Exercise:
Repeat the records word for word, excluding any picture.

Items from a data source
▽

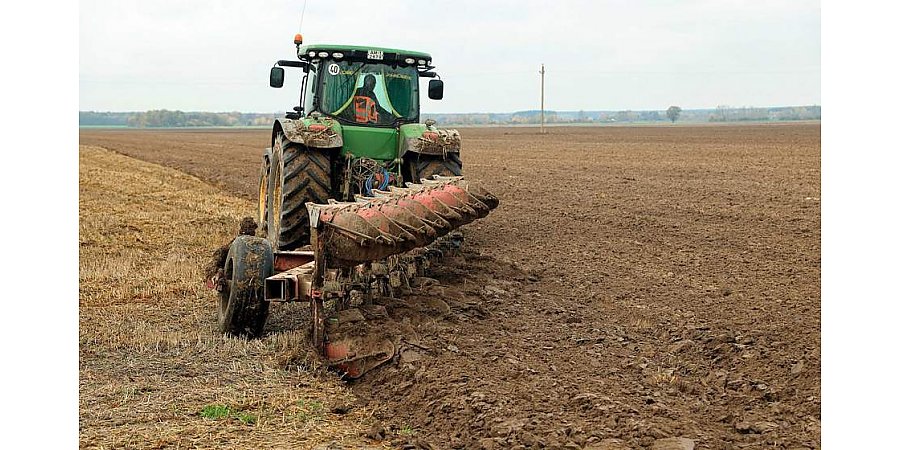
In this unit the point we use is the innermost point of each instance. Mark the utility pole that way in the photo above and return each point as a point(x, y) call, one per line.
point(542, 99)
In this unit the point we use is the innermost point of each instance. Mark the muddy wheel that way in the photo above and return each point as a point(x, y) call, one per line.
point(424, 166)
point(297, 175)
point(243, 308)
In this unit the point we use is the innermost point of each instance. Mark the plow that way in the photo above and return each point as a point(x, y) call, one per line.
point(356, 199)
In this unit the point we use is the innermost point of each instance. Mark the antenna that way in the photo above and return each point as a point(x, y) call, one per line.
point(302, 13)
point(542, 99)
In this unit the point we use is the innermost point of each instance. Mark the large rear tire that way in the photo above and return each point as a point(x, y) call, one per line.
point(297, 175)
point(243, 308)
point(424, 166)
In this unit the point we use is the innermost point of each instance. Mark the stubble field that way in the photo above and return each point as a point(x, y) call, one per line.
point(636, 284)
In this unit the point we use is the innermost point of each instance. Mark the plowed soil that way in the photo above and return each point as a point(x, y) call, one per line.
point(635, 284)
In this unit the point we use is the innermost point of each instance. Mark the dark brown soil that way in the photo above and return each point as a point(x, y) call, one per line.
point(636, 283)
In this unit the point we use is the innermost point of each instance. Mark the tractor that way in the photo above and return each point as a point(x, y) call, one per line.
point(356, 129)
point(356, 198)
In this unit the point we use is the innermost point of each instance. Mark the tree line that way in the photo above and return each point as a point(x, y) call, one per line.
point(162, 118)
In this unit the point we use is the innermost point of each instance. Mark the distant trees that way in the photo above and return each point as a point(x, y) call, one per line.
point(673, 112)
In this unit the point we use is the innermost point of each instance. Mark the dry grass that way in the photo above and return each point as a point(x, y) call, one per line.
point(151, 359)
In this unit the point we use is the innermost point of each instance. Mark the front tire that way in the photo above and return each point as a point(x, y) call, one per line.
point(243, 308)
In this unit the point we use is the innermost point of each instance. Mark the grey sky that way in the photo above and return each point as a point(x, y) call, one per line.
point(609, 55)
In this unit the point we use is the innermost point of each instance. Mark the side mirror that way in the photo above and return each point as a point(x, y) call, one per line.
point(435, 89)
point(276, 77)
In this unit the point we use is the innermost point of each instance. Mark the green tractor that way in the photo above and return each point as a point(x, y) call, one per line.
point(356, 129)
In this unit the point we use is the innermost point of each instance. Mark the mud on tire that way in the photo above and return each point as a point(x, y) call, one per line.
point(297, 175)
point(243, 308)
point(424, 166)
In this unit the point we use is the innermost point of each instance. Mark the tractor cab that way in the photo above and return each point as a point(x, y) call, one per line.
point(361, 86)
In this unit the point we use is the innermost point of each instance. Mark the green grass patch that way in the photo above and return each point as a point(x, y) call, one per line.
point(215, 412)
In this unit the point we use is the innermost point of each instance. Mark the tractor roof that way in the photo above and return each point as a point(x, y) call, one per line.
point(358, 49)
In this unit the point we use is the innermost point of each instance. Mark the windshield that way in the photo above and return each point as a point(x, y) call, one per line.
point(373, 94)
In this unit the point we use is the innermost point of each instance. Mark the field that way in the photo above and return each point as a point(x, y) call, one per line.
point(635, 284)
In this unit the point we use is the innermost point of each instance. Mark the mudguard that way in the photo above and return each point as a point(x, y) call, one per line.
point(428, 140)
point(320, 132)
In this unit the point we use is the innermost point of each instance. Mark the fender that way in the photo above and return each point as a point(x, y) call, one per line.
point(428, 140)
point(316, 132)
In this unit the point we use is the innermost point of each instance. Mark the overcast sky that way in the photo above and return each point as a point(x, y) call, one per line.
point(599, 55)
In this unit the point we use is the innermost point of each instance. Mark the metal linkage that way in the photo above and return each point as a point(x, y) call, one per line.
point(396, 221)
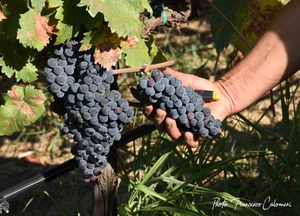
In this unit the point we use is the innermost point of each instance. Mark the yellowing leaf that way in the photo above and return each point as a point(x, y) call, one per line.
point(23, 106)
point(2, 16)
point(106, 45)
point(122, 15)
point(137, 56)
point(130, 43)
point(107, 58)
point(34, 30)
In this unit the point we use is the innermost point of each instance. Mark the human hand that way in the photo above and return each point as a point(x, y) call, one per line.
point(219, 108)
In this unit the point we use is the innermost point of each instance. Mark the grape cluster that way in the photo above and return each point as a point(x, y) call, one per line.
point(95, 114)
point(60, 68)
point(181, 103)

△

Answer for this exercise:
In this unit the point we use is the innermost point of each instance. Mark the utility pole that way in the photo above and return each point as a point(x, y) call, one per line.
point(542, 99)
In this unit the point we use is the innermost point of each instance. Mark the muddy wheel that way in the photo above and return each point as a point(x, y) call, one per line.
point(424, 166)
point(297, 175)
point(243, 308)
In this unit the point we use is the innermost point of each instance. Mark the plow that way in the photo above and return each point as a point(x, y) call, one per line.
point(356, 199)
In this unit the point we use is the innermost point of each instance. Mark the antenna that way in the photo above and return each point as a point(x, y) call, one per line.
point(302, 13)
point(542, 99)
In this unit the point we use is the innermost point of each instance. Mark the large rear tire that way in the photo above and return each point as a point(x, y) call, one per line.
point(297, 175)
point(243, 308)
point(424, 166)
In this unit the point we use is the innermost point of each instance. Mark the stubble field that way in the photo above and return each point as a point(x, y) call, one per line.
point(636, 284)
In this unit the point we use is the innermost point of each instance. Mark the plowed soil that way in the photo above and return each point as a point(x, y) call, one per line.
point(635, 284)
In this unit the point we use is the innermost point of each instance. Mark the dark brown soil that way in the photo above and return each point as a point(x, y) call, one per line.
point(636, 283)
In this unit the point we use is the innermost point of each instance. Mark the tractor that way in the photo above and return each point as a point(x, y) call, one per line.
point(356, 129)
point(356, 198)
In this unit the point we use is the innermost point of each instance. Mark the tree line that way in the photo above and return each point as a point(x, y) call, one per line.
point(162, 118)
In this unit the point we use is the innermost point of each instance. Mark the distant trees that way in the photo above and return each point as a point(x, y) call, one per line.
point(673, 112)
In this unit the point we use is the innermost point of each instance. Mark the dry grass that way in the photo above and return each point as a point(x, y) call, one per line.
point(151, 359)
In this unit the point we use is the innermost point of each instance. Mark the front tire that way in the photo above and return each point as a point(x, y) call, one per line.
point(243, 308)
In this unit the point we use is the innermost point of each instance. Mark the grey sky that way in the photo above and return each point as a point(x, y) call, one per line.
point(609, 55)
In this unit the point we use is the innermost point of each instance. Mark the side mirror that way in the photo above and return each point as a point(x, y) call, one per line.
point(435, 89)
point(276, 77)
In this unit the point we use is the innermost point of each instance. Mark the green tractor that way in the photo above and return each point as a point(x, y) call, one per line.
point(356, 129)
In this unit the point we use is the innermost point of each instance. Mark the mud on tire that way in the photo above and return each point as a point(x, y) call, one per line.
point(297, 175)
point(243, 308)
point(424, 166)
In this unit the point we use is the innermost point of each instance. Mark the tractor cab that way in the photo above and return each point as a point(x, y) call, one per line.
point(361, 86)
In this unit the point we use is the innermost point of each instance. Mark the green grass patch that way in the photo above and return each point as a point(x, y) call, one per line.
point(215, 412)
In this unit the point we use is the innermost point of each instance. Mark the tractor roof that way in the photo above and return each point as a point(x, y) call, one per line.
point(358, 49)
In this unit the point we use is the innermost point of each instance. Mark the windshield that way in the photo above and return each point as a point(x, y) call, one per line.
point(373, 94)
In this unit the point we use is the innermost point of each instance. Mark the field that way in the photo above and return each point as a point(x, y) call, one per line.
point(635, 284)
In this unit the point we use is the innermost point of each instance. Mark the mudguard that way in the photo above and return each point as a point(x, y) call, one per line.
point(428, 140)
point(320, 132)
In this unit the point we use is the innermost point of each instance. Mark the fender that way in the photo above and return each point as a point(x, y) call, one per line.
point(428, 140)
point(316, 132)
In this unit the point we use is the innermost point of each instance. Mark the overcast sky that way in the photo above and return each point as a point(x, y) call, one per line.
point(599, 55)
In this unit the point we use is the innermost point of each instance. Mark the metal linkage that way in the photo above and return each point as a point(x, y) call, one per line.
point(396, 221)
In this unit the point we use is the innermost point of each instance. Mark the yellowing leaf that way in the photo above and return each point as a point(x, y) call, one per line.
point(23, 106)
point(2, 16)
point(106, 45)
point(122, 15)
point(137, 56)
point(130, 43)
point(107, 58)
point(34, 30)
In this unit the point we use is the innermost point of each instance. Mark the human hand that way in the photo above and return each point as a point(x, y) call, one per line.
point(219, 108)
In this unit the point we use is the innermost point of each instance. Mark the grape cluster that way in the photo above and return each point as a point(x, y) call, one per line.
point(95, 114)
point(60, 68)
point(181, 103)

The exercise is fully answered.